# [Aim]
Copy out everything from the line with "Where in the photo above do you see the police officer?" down to the line with "[124,557,741,1237]", both of those included, and shift every box coordinate up by 133. Leave the pictures out.

Image entries on named regions
— begin —

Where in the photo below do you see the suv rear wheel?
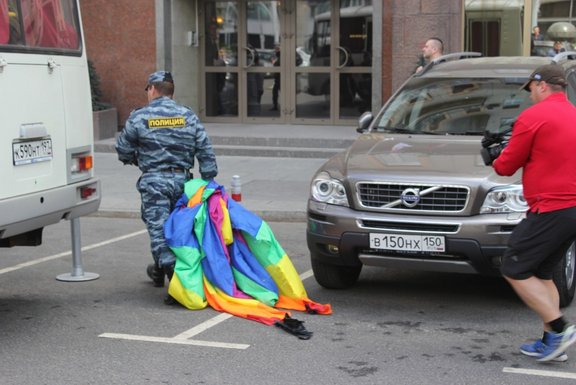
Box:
[311,258,362,289]
[553,238,576,307]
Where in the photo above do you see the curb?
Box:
[88,210,306,222]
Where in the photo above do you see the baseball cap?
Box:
[522,64,568,92]
[144,71,174,90]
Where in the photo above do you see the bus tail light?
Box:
[70,155,94,173]
[80,186,96,199]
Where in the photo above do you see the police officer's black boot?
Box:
[146,263,164,287]
[163,265,178,305]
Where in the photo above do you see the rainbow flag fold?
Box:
[164,179,332,325]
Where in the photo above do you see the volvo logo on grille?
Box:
[400,188,420,208]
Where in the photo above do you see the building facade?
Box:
[80,0,576,125]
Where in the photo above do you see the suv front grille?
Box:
[357,182,470,212]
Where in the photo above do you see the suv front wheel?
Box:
[553,241,576,307]
[311,258,362,289]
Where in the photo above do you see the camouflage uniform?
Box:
[116,81,218,267]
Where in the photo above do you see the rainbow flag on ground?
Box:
[164,179,332,338]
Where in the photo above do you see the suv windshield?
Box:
[374,77,531,135]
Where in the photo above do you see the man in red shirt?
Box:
[493,64,576,361]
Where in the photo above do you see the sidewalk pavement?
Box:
[93,124,357,222]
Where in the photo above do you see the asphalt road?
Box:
[0,217,576,385]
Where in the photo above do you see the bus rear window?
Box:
[0,0,80,51]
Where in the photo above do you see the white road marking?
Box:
[98,333,250,350]
[0,226,312,349]
[174,313,232,340]
[98,270,312,349]
[502,368,576,379]
[0,230,146,275]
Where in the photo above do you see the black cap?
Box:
[522,64,568,92]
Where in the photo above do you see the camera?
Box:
[480,129,512,166]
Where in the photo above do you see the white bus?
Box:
[0,0,101,247]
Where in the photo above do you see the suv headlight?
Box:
[480,185,528,214]
[310,172,348,206]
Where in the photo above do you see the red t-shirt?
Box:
[493,93,576,212]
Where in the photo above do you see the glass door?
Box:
[296,0,372,123]
[200,0,372,124]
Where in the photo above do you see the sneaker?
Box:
[520,332,568,362]
[538,325,576,362]
[146,263,164,287]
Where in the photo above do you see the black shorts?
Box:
[501,207,576,279]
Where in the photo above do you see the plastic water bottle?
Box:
[230,175,242,202]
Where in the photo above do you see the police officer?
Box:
[116,71,218,287]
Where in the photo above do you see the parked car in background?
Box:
[307,52,576,306]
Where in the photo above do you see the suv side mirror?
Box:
[356,111,374,134]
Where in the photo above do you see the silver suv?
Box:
[307,52,576,306]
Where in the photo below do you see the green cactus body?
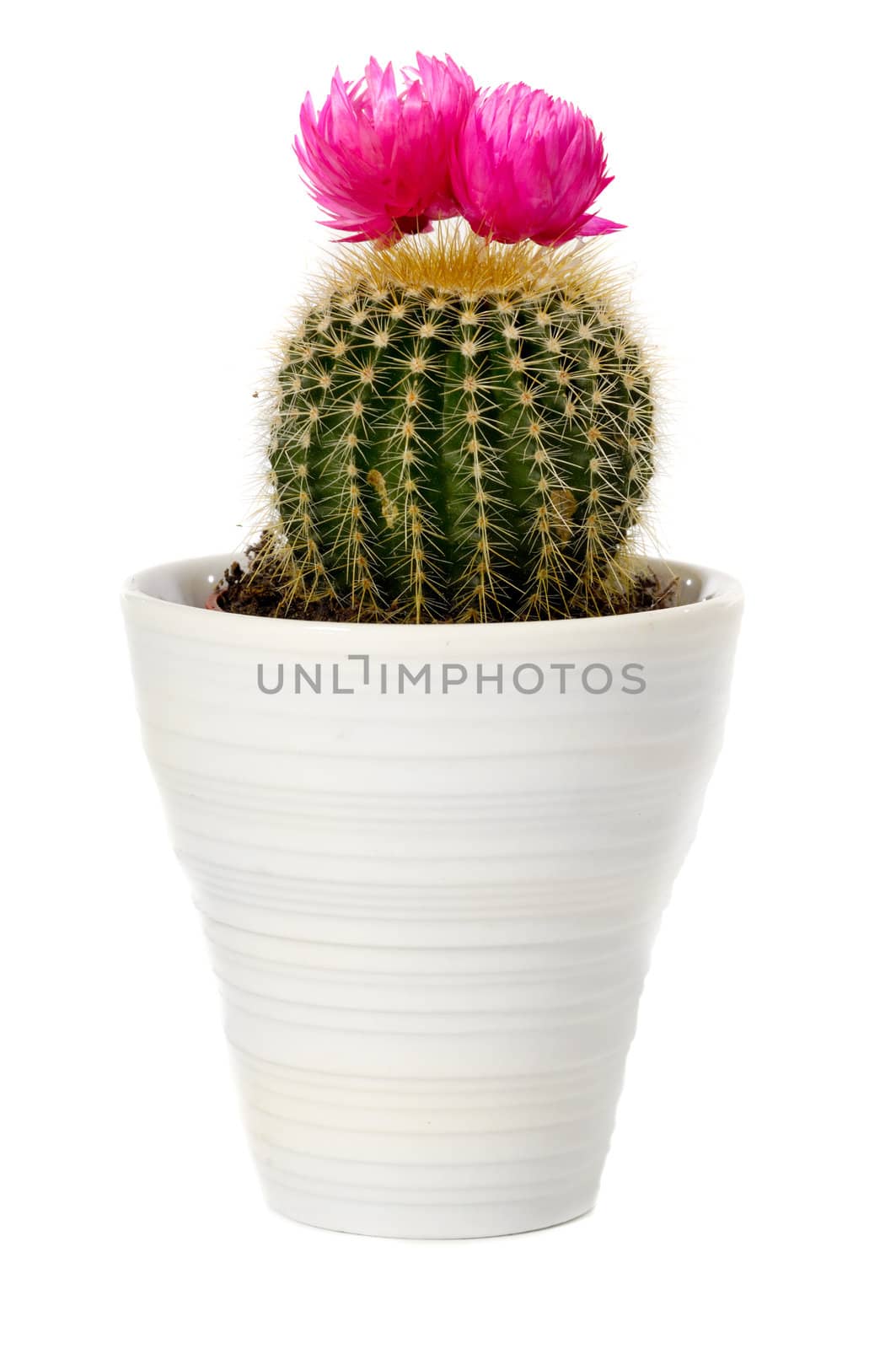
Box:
[269,241,653,622]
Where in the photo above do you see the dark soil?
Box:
[215,536,679,623]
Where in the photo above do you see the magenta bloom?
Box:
[451,83,625,245]
[294,52,476,243]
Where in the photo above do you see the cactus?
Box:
[255,225,653,623]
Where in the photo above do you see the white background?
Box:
[0,0,896,1349]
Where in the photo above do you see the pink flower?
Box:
[451,83,625,245]
[294,52,476,243]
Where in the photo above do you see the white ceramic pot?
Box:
[124,557,741,1237]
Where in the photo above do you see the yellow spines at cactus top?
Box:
[255,227,654,622]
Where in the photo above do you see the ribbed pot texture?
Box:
[123,557,741,1237]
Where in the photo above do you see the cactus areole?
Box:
[237,56,654,623]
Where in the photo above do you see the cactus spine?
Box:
[267,232,653,622]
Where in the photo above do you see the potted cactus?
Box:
[124,56,741,1237]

— end —

# [Result of this task]
Where in the photo above do you see the police officer?
Box:
[249,204,351,420]
Where in the photo above do you see the parked car in background?
Box:
[440,185,709,439]
Where in the photo above do you see the suv side mirror?
Box:
[489,244,507,267]
Where in the photo above do you see the silver suv?
Box:
[440,185,709,439]
Where in the photo below do you see the green cactus body?
Box:
[402,374,786,755]
Where in the photo above do you see the dark soil?
Box:
[348,669,812,756]
Where in the photo above do you see the magenta bloom?
Box:
[584,216,758,378]
[427,185,609,376]
Where in the photo above do you see the cactus?
Box:
[388,358,786,756]
Where in the photo above do you see the white background?
Box:
[133,133,1029,1482]
Where in the photo above do you see the pink flower?
Box:
[584,216,758,378]
[427,185,609,376]
Where in the photo above do you see the white ceramic pot?
Box:
[257,690,874,1370]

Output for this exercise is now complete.